Task details - Copy out the part of the material below that begins with the line containing "Where can the shrub" and continues to the end of the material, keeping every line word for word.

-- Begin --

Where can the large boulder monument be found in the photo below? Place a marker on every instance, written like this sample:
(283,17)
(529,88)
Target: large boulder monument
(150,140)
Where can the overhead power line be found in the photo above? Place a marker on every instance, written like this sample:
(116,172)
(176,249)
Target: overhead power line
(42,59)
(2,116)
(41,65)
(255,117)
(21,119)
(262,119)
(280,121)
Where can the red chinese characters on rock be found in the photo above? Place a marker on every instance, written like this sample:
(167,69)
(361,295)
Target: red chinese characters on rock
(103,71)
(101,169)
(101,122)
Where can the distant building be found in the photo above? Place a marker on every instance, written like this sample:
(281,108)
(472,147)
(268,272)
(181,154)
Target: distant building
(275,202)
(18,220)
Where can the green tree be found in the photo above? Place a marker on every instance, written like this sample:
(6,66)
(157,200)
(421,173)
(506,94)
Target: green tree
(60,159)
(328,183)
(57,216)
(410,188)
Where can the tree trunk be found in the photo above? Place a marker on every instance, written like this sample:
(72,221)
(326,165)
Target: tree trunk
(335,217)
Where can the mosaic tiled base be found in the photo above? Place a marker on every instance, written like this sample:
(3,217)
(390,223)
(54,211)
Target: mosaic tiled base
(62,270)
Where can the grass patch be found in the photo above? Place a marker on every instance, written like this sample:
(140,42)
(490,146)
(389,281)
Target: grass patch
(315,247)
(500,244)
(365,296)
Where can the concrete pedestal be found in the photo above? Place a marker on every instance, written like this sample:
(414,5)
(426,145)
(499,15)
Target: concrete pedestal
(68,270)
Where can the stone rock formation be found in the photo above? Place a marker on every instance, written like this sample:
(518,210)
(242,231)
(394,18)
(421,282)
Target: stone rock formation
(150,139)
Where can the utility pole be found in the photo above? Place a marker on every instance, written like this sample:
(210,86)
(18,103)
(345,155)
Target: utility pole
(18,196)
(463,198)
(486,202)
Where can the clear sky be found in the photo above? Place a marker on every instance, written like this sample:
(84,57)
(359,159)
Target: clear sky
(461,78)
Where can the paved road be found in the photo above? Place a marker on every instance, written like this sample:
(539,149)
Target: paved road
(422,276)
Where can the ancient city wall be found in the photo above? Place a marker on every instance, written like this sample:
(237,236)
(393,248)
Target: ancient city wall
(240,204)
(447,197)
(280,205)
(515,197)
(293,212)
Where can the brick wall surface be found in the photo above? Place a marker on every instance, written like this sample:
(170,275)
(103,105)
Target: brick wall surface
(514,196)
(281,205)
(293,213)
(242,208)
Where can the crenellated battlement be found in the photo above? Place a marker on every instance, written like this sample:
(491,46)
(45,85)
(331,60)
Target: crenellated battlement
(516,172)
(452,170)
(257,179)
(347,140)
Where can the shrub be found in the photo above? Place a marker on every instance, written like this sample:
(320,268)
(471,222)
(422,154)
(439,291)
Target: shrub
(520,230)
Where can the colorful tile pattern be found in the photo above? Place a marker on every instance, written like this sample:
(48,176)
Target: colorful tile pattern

-- End --

The answer -
Where can the shrub be found in the photo above? Place a marker on every instance, written like this sample:
(320,268)
(471,222)
(422,154)
(439,291)
Target: shrub
(520,230)
Where can the colorful tile pattern be found in the photo above? Place a marker on every instance, written like this sample:
(48,176)
Target: colorful tile pattern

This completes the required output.